# REQUIRED TASKS:
[1] Translate this sentence from the Rett syndrome passage into Spanish: "Thus, BDNF depletion in mecp2 null mutants may be caused by an inability to upregulate BDNF expression in the absence of Mecp2."
[2] Carry on the Rett syndrome passage from its last sentence.

# SELECTED TEXT:

Keywords: medulla, pons, Rett syndrome

Rett syndrome (RTT) is a neurodevelopmental disorder caused by loss-of-function mutations in the X-linked gene encoding methyl-CpG-binding protein 2 (MeCP2; (Amir et al., 1999). Girls born with RTT show relatively normal development during their first 6–18 months of life, followed by sudden regression that can result in severe respiratory deficiencies among other problems (Chahrour and Zoghbi, 2007, Bird, 2008). Mecp2 protein is abundantly expressed in the brain in both neurons and glia (Ballas et al., 2009, Lioy et al., 2011a), and its levels increase progressively during the postnatal period of neuronal maturation, reaching mature levels around postnatal day (P) 35 in mice (Wang et al., 2006, Cohen and Greenberg, 2010, Cohen et al., 2011). In male mouse models that are null for Mecp2, the levels of brain-derived neurotrophic factor (BDNF), a neurotrophin essential for neuronal survival, differentiation, and synaptic plasticity, have been shown to be depleted relative to wild-type (WT) mice in a number of brain regions (Chang et al., 2006, Wang et al., 2006, Zhou et al., 2006, Ogier et al., 2007). Interestingly, BDNF levels in wild-type mice stay elevated during the perinatal period and decrease at around P35, coinciding with full expression of Mecp2 and with the onset of the pathological phenotype in null males, which are normal at birth and in juveniles (Chen et al., 2001, Guy et al., 2001). Thus, BDNF depletion in mecp2 null mutants may be caused by an inability to upregulate BDNF expression in the absence of Mecp2.

(Items from a dataset)
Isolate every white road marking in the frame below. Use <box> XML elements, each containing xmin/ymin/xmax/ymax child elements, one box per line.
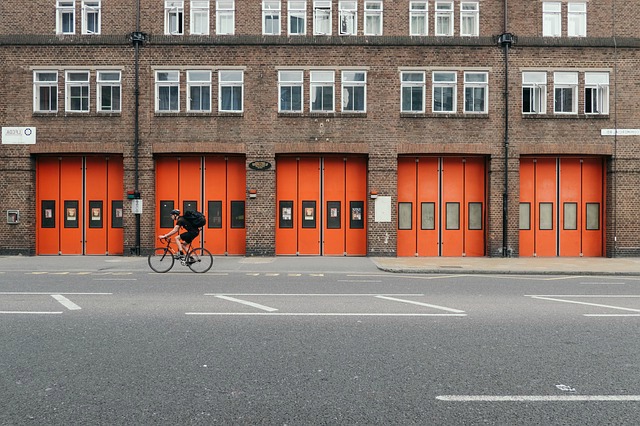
<box><xmin>376</xmin><ymin>295</ymin><xmax>464</xmax><ymax>314</ymax></box>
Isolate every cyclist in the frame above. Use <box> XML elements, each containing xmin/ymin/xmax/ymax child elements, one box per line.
<box><xmin>160</xmin><ymin>209</ymin><xmax>200</xmax><ymax>257</ymax></box>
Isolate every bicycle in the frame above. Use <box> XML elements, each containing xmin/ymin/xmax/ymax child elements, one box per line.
<box><xmin>148</xmin><ymin>238</ymin><xmax>213</xmax><ymax>274</ymax></box>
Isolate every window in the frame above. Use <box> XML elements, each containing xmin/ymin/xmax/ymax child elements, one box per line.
<box><xmin>460</xmin><ymin>2</ymin><xmax>480</xmax><ymax>37</ymax></box>
<box><xmin>364</xmin><ymin>1</ymin><xmax>382</xmax><ymax>35</ymax></box>
<box><xmin>278</xmin><ymin>71</ymin><xmax>303</xmax><ymax>112</ymax></box>
<box><xmin>33</xmin><ymin>71</ymin><xmax>58</xmax><ymax>112</ymax></box>
<box><xmin>96</xmin><ymin>71</ymin><xmax>122</xmax><ymax>112</ymax></box>
<box><xmin>82</xmin><ymin>0</ymin><xmax>100</xmax><ymax>34</ymax></box>
<box><xmin>164</xmin><ymin>0</ymin><xmax>184</xmax><ymax>35</ymax></box>
<box><xmin>436</xmin><ymin>1</ymin><xmax>453</xmax><ymax>36</ymax></box>
<box><xmin>342</xmin><ymin>71</ymin><xmax>367</xmax><ymax>112</ymax></box>
<box><xmin>338</xmin><ymin>1</ymin><xmax>358</xmax><ymax>35</ymax></box>
<box><xmin>553</xmin><ymin>72</ymin><xmax>578</xmax><ymax>114</ymax></box>
<box><xmin>65</xmin><ymin>71</ymin><xmax>89</xmax><ymax>112</ymax></box>
<box><xmin>522</xmin><ymin>71</ymin><xmax>547</xmax><ymax>114</ymax></box>
<box><xmin>400</xmin><ymin>71</ymin><xmax>425</xmax><ymax>112</ymax></box>
<box><xmin>156</xmin><ymin>71</ymin><xmax>180</xmax><ymax>112</ymax></box>
<box><xmin>216</xmin><ymin>0</ymin><xmax>236</xmax><ymax>34</ymax></box>
<box><xmin>584</xmin><ymin>72</ymin><xmax>609</xmax><ymax>114</ymax></box>
<box><xmin>311</xmin><ymin>71</ymin><xmax>335</xmax><ymax>112</ymax></box>
<box><xmin>542</xmin><ymin>1</ymin><xmax>562</xmax><ymax>37</ymax></box>
<box><xmin>218</xmin><ymin>70</ymin><xmax>244</xmax><ymax>112</ymax></box>
<box><xmin>433</xmin><ymin>72</ymin><xmax>457</xmax><ymax>112</ymax></box>
<box><xmin>567</xmin><ymin>3</ymin><xmax>587</xmax><ymax>37</ymax></box>
<box><xmin>189</xmin><ymin>0</ymin><xmax>209</xmax><ymax>35</ymax></box>
<box><xmin>262</xmin><ymin>0</ymin><xmax>280</xmax><ymax>35</ymax></box>
<box><xmin>313</xmin><ymin>0</ymin><xmax>331</xmax><ymax>35</ymax></box>
<box><xmin>56</xmin><ymin>0</ymin><xmax>76</xmax><ymax>34</ymax></box>
<box><xmin>464</xmin><ymin>72</ymin><xmax>489</xmax><ymax>114</ymax></box>
<box><xmin>187</xmin><ymin>70</ymin><xmax>211</xmax><ymax>112</ymax></box>
<box><xmin>409</xmin><ymin>1</ymin><xmax>429</xmax><ymax>35</ymax></box>
<box><xmin>287</xmin><ymin>1</ymin><xmax>307</xmax><ymax>35</ymax></box>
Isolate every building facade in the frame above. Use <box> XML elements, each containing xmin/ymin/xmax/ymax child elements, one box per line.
<box><xmin>0</xmin><ymin>0</ymin><xmax>640</xmax><ymax>257</ymax></box>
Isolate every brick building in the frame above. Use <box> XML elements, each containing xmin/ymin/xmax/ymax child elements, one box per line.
<box><xmin>0</xmin><ymin>0</ymin><xmax>640</xmax><ymax>257</ymax></box>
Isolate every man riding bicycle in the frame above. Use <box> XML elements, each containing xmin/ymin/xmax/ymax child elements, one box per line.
<box><xmin>160</xmin><ymin>209</ymin><xmax>200</xmax><ymax>256</ymax></box>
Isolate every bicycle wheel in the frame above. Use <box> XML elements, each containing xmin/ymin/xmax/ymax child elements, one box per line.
<box><xmin>187</xmin><ymin>247</ymin><xmax>213</xmax><ymax>274</ymax></box>
<box><xmin>149</xmin><ymin>247</ymin><xmax>174</xmax><ymax>274</ymax></box>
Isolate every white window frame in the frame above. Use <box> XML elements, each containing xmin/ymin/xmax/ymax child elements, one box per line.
<box><xmin>522</xmin><ymin>71</ymin><xmax>547</xmax><ymax>115</ymax></box>
<box><xmin>64</xmin><ymin>70</ymin><xmax>91</xmax><ymax>113</ymax></box>
<box><xmin>409</xmin><ymin>1</ymin><xmax>429</xmax><ymax>36</ymax></box>
<box><xmin>567</xmin><ymin>2</ymin><xmax>587</xmax><ymax>37</ymax></box>
<box><xmin>584</xmin><ymin>72</ymin><xmax>609</xmax><ymax>115</ymax></box>
<box><xmin>82</xmin><ymin>0</ymin><xmax>102</xmax><ymax>34</ymax></box>
<box><xmin>464</xmin><ymin>71</ymin><xmax>489</xmax><ymax>114</ymax></box>
<box><xmin>542</xmin><ymin>1</ymin><xmax>562</xmax><ymax>37</ymax></box>
<box><xmin>218</xmin><ymin>70</ymin><xmax>244</xmax><ymax>113</ymax></box>
<box><xmin>216</xmin><ymin>0</ymin><xmax>236</xmax><ymax>35</ymax></box>
<box><xmin>341</xmin><ymin>70</ymin><xmax>367</xmax><ymax>114</ymax></box>
<box><xmin>278</xmin><ymin>70</ymin><xmax>304</xmax><ymax>114</ymax></box>
<box><xmin>287</xmin><ymin>0</ymin><xmax>307</xmax><ymax>35</ymax></box>
<box><xmin>33</xmin><ymin>70</ymin><xmax>58</xmax><ymax>113</ymax></box>
<box><xmin>338</xmin><ymin>0</ymin><xmax>358</xmax><ymax>35</ymax></box>
<box><xmin>553</xmin><ymin>71</ymin><xmax>578</xmax><ymax>114</ymax></box>
<box><xmin>155</xmin><ymin>70</ymin><xmax>180</xmax><ymax>113</ymax></box>
<box><xmin>431</xmin><ymin>71</ymin><xmax>458</xmax><ymax>114</ymax></box>
<box><xmin>187</xmin><ymin>70</ymin><xmax>211</xmax><ymax>113</ymax></box>
<box><xmin>189</xmin><ymin>0</ymin><xmax>211</xmax><ymax>35</ymax></box>
<box><xmin>56</xmin><ymin>0</ymin><xmax>76</xmax><ymax>34</ymax></box>
<box><xmin>164</xmin><ymin>0</ymin><xmax>184</xmax><ymax>35</ymax></box>
<box><xmin>309</xmin><ymin>70</ymin><xmax>336</xmax><ymax>113</ymax></box>
<box><xmin>400</xmin><ymin>71</ymin><xmax>427</xmax><ymax>113</ymax></box>
<box><xmin>96</xmin><ymin>70</ymin><xmax>122</xmax><ymax>113</ymax></box>
<box><xmin>364</xmin><ymin>0</ymin><xmax>384</xmax><ymax>36</ymax></box>
<box><xmin>460</xmin><ymin>1</ymin><xmax>480</xmax><ymax>37</ymax></box>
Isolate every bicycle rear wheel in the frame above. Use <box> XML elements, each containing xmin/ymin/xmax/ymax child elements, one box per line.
<box><xmin>149</xmin><ymin>247</ymin><xmax>174</xmax><ymax>274</ymax></box>
<box><xmin>187</xmin><ymin>247</ymin><xmax>213</xmax><ymax>274</ymax></box>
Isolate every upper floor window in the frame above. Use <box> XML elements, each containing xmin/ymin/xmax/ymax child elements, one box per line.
<box><xmin>364</xmin><ymin>1</ymin><xmax>382</xmax><ymax>35</ymax></box>
<box><xmin>82</xmin><ymin>0</ymin><xmax>101</xmax><ymax>34</ymax></box>
<box><xmin>56</xmin><ymin>0</ymin><xmax>76</xmax><ymax>34</ymax></box>
<box><xmin>262</xmin><ymin>0</ymin><xmax>280</xmax><ymax>35</ymax></box>
<box><xmin>409</xmin><ymin>1</ymin><xmax>429</xmax><ymax>35</ymax></box>
<box><xmin>342</xmin><ymin>71</ymin><xmax>367</xmax><ymax>112</ymax></box>
<box><xmin>310</xmin><ymin>71</ymin><xmax>335</xmax><ymax>112</ymax></box>
<box><xmin>65</xmin><ymin>71</ymin><xmax>89</xmax><ymax>112</ymax></box>
<box><xmin>187</xmin><ymin>70</ymin><xmax>211</xmax><ymax>112</ymax></box>
<box><xmin>460</xmin><ymin>2</ymin><xmax>480</xmax><ymax>37</ymax></box>
<box><xmin>164</xmin><ymin>0</ymin><xmax>184</xmax><ymax>35</ymax></box>
<box><xmin>584</xmin><ymin>72</ymin><xmax>609</xmax><ymax>114</ymax></box>
<box><xmin>400</xmin><ymin>71</ymin><xmax>425</xmax><ymax>112</ymax></box>
<box><xmin>216</xmin><ymin>0</ymin><xmax>236</xmax><ymax>34</ymax></box>
<box><xmin>553</xmin><ymin>72</ymin><xmax>578</xmax><ymax>114</ymax></box>
<box><xmin>96</xmin><ymin>71</ymin><xmax>122</xmax><ymax>112</ymax></box>
<box><xmin>33</xmin><ymin>71</ymin><xmax>58</xmax><ymax>112</ymax></box>
<box><xmin>522</xmin><ymin>71</ymin><xmax>547</xmax><ymax>114</ymax></box>
<box><xmin>313</xmin><ymin>0</ymin><xmax>331</xmax><ymax>35</ymax></box>
<box><xmin>338</xmin><ymin>1</ymin><xmax>358</xmax><ymax>35</ymax></box>
<box><xmin>287</xmin><ymin>1</ymin><xmax>307</xmax><ymax>35</ymax></box>
<box><xmin>189</xmin><ymin>0</ymin><xmax>209</xmax><ymax>35</ymax></box>
<box><xmin>156</xmin><ymin>71</ymin><xmax>180</xmax><ymax>112</ymax></box>
<box><xmin>432</xmin><ymin>71</ymin><xmax>458</xmax><ymax>112</ymax></box>
<box><xmin>218</xmin><ymin>70</ymin><xmax>244</xmax><ymax>112</ymax></box>
<box><xmin>436</xmin><ymin>1</ymin><xmax>453</xmax><ymax>36</ymax></box>
<box><xmin>278</xmin><ymin>70</ymin><xmax>303</xmax><ymax>112</ymax></box>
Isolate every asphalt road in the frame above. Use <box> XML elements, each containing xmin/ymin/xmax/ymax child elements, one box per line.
<box><xmin>0</xmin><ymin>265</ymin><xmax>640</xmax><ymax>425</ymax></box>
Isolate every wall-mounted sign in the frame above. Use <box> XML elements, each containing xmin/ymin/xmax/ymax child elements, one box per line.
<box><xmin>2</xmin><ymin>127</ymin><xmax>36</xmax><ymax>145</ymax></box>
<box><xmin>249</xmin><ymin>161</ymin><xmax>271</xmax><ymax>170</ymax></box>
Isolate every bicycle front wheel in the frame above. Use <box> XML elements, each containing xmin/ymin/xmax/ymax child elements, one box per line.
<box><xmin>149</xmin><ymin>247</ymin><xmax>174</xmax><ymax>274</ymax></box>
<box><xmin>187</xmin><ymin>247</ymin><xmax>213</xmax><ymax>274</ymax></box>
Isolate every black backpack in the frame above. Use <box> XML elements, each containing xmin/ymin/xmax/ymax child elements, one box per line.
<box><xmin>184</xmin><ymin>210</ymin><xmax>207</xmax><ymax>228</ymax></box>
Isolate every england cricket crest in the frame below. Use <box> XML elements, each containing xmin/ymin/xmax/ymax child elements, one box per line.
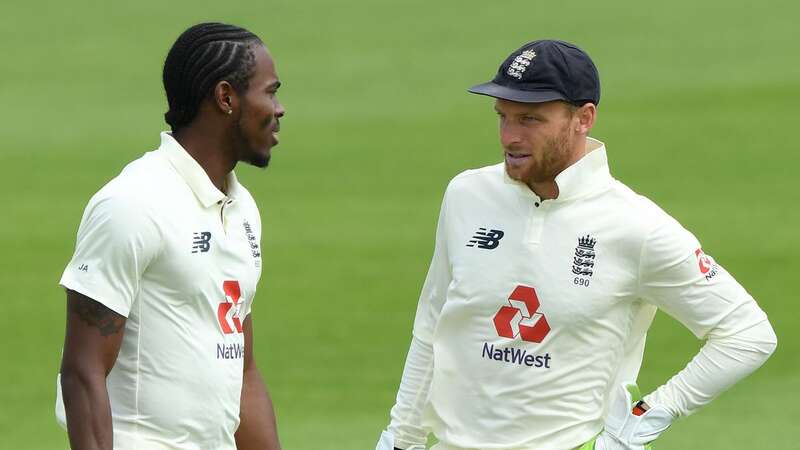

# OUTPUTS IN ORDER:
[1] Por lo tanto, la disminución de BDNF en los mutantes nulos para mecp2 podría deberse a una incapacidad para aumentar la expresión de BDNF en ausencia de Mecp2.

[2]
Mouse and rat BDNF is encoded by a complex gene that consists of eight 5′ untranslated exons all of which are individually spliced onto a common protein-coding 3′ exon. The neuronal activity-dependent regulation of bdnf specific promoter regions results in the spatial and temporal expression of specific bdnf transcripts, and thus control bdnf gene expression at several levels, including transcription, mRNA stability, translation, and sub-cellular distribution (Lauterborn et al., 1996, Liu et al., 2006, Aid et al., 2007). Newborn mice lacking functional bdnf (bdnf −/− mutants) exhibit severe respiratory disturbances (Erickson et al., 1996, Balkowiec and Katz 1998) that likely contribute to the lethality occurring shortly after birth. Indeed, BDNF has been shown to be required for survival of chemoafferent sensory neurons in the petrosal and nodose ganglia that innervate the carotid body chemoreceptors to provide sensory inputs to central respiratory circuits in the hindbrain (Hertzberg et al., 1994, Erickson et al., 1996, Katz, 2005). Moreover, BDNF is required for normal development of the central respiratory pattern generator (Balkowiec and Katz 1998). Together, these findings suggest that BDNF is required for the proper development and maintenance of the normal breathing behavior in mice. Significantly, mecp2-null mice show deficits in BDNF protein in the structures critical for respiration and autonomic control, including nodose ganglia and the brainstem (Chang et al., 2006, Wang et al., 2006, Zhou et al., 2006, Ogier et al., 2007).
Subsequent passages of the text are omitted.